> EXERCISE DIRECTIONS:
Gather every line in the data below that contains the word "marking" and copy each one out in full.
** start SUPPLIED MATERIAL **
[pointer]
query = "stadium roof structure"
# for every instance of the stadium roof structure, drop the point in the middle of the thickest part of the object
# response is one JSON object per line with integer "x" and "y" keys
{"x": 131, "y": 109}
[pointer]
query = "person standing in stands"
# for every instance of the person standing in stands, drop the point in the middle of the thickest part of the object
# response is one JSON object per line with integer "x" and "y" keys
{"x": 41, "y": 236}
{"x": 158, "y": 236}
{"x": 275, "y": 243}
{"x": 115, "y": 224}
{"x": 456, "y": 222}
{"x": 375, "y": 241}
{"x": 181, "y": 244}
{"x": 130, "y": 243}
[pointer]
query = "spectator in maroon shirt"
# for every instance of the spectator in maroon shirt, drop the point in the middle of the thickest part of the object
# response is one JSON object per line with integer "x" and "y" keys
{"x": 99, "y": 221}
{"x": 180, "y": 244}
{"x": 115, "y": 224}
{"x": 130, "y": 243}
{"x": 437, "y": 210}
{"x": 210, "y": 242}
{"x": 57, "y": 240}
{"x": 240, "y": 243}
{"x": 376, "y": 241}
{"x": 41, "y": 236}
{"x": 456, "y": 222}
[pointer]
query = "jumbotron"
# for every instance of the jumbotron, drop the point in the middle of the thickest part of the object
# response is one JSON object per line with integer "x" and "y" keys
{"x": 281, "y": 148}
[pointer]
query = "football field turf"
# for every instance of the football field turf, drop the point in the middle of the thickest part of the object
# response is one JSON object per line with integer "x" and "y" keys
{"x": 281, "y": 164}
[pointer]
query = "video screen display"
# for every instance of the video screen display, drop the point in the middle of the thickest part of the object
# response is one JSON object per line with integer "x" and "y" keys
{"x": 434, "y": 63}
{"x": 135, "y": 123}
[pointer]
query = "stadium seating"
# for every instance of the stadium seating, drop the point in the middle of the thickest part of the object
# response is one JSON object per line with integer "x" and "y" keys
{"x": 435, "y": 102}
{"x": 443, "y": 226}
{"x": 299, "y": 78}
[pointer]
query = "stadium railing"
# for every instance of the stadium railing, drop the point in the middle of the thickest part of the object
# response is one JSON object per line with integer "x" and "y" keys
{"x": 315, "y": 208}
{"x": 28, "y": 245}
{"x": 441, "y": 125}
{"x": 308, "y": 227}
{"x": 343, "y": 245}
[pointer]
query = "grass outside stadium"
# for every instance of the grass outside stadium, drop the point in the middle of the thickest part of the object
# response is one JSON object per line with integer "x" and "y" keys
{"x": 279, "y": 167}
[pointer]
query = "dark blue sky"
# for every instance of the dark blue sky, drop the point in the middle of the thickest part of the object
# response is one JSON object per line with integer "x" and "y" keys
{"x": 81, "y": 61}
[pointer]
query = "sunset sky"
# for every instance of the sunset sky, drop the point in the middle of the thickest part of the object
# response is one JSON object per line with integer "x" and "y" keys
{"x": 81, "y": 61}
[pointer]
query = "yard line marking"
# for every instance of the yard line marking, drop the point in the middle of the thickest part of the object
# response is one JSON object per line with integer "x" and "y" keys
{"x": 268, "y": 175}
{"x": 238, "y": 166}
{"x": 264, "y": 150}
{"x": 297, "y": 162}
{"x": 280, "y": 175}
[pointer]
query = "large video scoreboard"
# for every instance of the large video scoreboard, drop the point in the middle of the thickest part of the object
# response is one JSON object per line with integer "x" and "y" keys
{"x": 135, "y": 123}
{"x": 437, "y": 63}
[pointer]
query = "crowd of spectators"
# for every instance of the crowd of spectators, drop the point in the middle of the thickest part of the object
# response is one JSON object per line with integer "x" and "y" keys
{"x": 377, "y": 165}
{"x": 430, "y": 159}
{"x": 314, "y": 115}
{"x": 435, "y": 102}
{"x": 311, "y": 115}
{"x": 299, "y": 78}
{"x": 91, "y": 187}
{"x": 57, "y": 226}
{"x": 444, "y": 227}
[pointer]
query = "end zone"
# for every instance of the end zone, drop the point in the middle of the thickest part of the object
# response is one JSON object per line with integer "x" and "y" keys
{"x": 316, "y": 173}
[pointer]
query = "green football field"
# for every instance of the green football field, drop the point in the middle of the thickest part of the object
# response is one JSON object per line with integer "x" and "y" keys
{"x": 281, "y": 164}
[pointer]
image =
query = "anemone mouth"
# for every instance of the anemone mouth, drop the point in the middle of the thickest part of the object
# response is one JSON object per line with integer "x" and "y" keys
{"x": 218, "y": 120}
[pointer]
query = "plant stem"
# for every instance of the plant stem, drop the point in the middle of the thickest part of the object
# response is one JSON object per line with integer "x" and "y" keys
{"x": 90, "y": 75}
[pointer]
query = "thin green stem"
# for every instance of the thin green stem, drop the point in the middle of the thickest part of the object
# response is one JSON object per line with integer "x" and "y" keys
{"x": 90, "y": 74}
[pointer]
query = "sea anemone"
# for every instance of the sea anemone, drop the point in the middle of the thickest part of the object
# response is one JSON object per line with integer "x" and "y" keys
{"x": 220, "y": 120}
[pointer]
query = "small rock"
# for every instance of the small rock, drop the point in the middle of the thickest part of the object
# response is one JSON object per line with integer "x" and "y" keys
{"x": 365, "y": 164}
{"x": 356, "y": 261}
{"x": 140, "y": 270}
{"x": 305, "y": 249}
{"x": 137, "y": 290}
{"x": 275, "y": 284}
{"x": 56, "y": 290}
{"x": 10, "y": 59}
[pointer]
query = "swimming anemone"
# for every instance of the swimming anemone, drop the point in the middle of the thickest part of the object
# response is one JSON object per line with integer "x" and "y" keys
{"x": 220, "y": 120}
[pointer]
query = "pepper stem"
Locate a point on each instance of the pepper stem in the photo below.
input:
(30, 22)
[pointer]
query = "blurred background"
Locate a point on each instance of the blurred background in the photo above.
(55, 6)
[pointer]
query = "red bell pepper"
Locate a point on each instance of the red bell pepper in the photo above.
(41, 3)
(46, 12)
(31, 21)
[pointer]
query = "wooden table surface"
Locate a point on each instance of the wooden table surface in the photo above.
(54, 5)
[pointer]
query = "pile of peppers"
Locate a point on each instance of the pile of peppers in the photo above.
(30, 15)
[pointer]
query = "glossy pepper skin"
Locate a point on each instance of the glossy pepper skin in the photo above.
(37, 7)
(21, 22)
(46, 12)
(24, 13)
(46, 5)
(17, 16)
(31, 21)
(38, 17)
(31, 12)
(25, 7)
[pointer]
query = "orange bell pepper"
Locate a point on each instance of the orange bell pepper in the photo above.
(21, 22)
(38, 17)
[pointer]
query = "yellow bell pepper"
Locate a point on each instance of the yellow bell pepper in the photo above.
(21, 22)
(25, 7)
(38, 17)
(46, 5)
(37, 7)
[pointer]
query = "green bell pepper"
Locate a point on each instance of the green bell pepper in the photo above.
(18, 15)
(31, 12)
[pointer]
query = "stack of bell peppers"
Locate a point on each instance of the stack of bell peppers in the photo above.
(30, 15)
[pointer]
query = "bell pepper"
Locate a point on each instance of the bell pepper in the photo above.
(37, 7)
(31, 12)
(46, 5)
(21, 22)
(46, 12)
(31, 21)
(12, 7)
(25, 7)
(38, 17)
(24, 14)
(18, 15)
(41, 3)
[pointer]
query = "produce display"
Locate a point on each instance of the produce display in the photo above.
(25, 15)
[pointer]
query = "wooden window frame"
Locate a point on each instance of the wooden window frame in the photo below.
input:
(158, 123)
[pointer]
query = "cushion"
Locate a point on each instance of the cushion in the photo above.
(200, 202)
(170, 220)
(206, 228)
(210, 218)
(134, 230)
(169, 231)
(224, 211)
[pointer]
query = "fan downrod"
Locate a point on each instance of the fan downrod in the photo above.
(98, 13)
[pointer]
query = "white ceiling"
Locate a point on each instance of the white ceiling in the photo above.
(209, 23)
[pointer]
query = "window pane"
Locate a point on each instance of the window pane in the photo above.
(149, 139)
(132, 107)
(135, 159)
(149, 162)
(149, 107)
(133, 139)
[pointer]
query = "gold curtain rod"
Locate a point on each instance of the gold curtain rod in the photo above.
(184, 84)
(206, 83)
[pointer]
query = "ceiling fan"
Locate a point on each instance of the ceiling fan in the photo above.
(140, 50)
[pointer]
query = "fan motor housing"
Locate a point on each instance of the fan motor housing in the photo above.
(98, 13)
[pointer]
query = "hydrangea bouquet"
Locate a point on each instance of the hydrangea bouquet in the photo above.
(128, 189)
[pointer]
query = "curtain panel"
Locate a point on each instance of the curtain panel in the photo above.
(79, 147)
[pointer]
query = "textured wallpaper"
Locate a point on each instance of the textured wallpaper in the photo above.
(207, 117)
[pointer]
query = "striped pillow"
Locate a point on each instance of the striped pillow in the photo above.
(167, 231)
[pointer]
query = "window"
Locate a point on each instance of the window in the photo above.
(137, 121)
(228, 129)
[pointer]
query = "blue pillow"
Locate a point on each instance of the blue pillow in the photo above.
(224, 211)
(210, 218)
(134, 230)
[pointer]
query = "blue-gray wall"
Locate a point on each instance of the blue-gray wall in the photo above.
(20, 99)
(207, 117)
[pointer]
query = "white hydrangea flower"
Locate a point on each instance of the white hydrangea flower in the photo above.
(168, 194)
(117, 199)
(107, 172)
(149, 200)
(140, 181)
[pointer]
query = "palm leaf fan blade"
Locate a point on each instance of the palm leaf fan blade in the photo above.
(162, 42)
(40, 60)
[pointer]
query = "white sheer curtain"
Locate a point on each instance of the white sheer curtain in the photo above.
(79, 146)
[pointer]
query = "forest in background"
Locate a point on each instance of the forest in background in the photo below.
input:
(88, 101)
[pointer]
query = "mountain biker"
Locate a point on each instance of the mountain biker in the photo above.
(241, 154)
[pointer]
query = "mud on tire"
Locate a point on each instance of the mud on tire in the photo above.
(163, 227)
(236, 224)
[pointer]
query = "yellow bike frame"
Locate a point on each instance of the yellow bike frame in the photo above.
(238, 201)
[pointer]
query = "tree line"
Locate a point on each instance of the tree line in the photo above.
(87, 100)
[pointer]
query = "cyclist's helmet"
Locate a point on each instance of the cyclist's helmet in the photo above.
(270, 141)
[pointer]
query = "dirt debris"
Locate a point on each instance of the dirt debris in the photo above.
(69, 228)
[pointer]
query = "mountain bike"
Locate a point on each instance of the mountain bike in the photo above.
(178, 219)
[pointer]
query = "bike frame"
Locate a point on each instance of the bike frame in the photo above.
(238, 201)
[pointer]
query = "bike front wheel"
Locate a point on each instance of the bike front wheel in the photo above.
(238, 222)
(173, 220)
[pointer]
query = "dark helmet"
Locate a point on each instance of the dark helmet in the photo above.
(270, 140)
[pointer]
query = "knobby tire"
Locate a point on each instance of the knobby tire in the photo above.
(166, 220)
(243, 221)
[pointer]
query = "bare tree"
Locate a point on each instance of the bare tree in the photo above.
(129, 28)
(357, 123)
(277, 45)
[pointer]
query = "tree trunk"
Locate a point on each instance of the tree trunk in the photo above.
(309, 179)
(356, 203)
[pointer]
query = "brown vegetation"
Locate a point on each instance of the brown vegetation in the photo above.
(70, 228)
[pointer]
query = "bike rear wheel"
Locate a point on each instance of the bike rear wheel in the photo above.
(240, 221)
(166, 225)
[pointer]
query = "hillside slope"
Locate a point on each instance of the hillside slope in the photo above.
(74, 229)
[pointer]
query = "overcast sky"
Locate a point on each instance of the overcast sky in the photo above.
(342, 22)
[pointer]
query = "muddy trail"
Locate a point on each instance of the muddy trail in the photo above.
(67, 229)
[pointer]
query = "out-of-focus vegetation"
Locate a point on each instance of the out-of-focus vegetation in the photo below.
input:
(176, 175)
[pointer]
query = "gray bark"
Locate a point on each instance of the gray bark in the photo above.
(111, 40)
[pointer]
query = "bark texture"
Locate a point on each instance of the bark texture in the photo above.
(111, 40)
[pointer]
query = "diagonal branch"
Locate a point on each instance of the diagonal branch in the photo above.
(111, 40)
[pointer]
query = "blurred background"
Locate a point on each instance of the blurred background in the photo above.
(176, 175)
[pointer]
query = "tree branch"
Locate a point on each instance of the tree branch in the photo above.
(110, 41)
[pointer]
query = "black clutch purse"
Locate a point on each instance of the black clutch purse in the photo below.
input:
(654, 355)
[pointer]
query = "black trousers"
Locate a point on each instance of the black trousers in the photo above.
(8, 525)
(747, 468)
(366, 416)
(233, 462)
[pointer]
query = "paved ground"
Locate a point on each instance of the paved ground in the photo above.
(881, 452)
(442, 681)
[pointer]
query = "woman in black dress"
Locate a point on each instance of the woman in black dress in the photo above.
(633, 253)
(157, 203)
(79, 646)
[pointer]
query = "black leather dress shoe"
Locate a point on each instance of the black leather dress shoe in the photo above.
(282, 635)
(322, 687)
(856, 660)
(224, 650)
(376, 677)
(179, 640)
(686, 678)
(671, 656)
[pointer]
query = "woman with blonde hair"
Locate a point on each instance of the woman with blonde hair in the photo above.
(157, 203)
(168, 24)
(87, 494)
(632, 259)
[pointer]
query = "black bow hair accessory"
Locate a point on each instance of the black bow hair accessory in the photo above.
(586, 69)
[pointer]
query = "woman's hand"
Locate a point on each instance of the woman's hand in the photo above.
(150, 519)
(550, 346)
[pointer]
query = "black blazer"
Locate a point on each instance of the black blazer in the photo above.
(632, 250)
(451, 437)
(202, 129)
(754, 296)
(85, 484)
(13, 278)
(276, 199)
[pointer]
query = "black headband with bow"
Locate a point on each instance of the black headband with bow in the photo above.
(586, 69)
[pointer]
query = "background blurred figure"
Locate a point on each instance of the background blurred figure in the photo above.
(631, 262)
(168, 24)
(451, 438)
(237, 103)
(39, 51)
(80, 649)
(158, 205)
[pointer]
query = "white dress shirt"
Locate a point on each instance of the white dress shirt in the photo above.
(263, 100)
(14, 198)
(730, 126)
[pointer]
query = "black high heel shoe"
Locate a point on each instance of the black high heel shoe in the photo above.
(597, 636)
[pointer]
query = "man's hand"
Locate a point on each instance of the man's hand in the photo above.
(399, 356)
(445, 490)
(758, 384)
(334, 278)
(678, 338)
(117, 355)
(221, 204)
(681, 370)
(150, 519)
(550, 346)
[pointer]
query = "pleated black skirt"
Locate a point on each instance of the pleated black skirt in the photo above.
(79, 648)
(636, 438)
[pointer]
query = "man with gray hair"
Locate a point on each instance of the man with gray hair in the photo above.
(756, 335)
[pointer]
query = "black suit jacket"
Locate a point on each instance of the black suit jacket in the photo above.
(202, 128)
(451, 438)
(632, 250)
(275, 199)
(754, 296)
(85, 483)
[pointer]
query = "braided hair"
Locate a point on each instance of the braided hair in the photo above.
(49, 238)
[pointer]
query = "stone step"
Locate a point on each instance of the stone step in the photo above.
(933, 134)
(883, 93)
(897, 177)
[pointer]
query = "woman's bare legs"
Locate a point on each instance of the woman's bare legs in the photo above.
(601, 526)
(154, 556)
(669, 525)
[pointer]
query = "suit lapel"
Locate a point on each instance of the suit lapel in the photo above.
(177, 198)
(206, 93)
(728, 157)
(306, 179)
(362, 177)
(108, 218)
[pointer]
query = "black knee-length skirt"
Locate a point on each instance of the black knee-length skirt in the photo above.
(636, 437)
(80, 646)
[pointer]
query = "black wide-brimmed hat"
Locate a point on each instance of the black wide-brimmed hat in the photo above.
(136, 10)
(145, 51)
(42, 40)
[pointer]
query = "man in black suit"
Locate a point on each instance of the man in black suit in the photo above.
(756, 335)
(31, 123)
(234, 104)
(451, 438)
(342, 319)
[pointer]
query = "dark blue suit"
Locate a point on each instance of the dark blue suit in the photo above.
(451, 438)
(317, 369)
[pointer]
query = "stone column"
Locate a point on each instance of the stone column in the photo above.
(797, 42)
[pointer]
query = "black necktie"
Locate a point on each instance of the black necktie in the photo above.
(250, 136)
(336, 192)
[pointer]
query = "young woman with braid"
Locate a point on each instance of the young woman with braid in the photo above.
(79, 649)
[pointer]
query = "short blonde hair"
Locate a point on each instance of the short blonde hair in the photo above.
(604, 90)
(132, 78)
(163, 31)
** end SUPPLIED MATERIAL **
> RESULT:
query = "yard line marking"
# for every instance of the yard line marking, drop the point in the middle of the thickest part of the object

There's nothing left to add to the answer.